§ **참고 데이터**
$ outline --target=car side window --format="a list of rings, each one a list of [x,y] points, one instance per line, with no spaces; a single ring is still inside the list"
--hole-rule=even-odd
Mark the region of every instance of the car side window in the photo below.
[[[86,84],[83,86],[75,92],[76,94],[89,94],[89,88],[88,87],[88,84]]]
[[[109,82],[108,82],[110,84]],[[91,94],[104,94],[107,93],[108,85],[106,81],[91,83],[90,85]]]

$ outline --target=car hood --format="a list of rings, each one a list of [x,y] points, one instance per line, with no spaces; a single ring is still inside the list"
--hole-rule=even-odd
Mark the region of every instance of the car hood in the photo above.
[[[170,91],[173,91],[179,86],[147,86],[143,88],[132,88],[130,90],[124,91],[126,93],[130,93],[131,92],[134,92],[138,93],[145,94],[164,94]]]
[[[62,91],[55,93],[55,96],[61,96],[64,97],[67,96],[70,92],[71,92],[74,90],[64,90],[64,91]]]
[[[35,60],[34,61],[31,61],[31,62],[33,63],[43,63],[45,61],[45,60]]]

§ **과제 설명**
위 데이터를 모두 다시 적되, "car hood"만 "car bonnet"로 고치고 나머지는 그대로 두세요.

§ **답변**
$ outline --target=car side window --format="a list of rings, each one a list of [x,y] points, one instance per line, with no spaces; a single ring is still inside the list"
--hole-rule=even-odd
Mark the region of every instance of the car side window in the photo below.
[[[86,84],[83,86],[75,92],[76,94],[89,94],[89,88],[88,87],[88,84]]]
[[[109,82],[108,82],[110,84]],[[91,94],[104,94],[107,93],[108,85],[106,81],[91,83],[90,85]]]

$ outline --target=car bonnet --format="a list of rings, each one a list of [x,y] points, one instance per line, with no spaces; a single ring is still inside the list"
--hole-rule=even-odd
Mark the region of every instance of the car bonnet in the photo above.
[[[170,91],[173,91],[179,86],[147,86],[143,88],[132,88],[130,90],[124,91],[126,93],[130,93],[131,92],[134,92],[138,93],[145,94],[164,94]]]
[[[62,91],[55,93],[55,96],[61,96],[64,97],[67,96],[70,92],[71,92],[74,90],[64,90],[64,91]]]
[[[35,60],[34,61],[31,61],[31,62],[33,63],[43,63],[45,61],[45,60]]]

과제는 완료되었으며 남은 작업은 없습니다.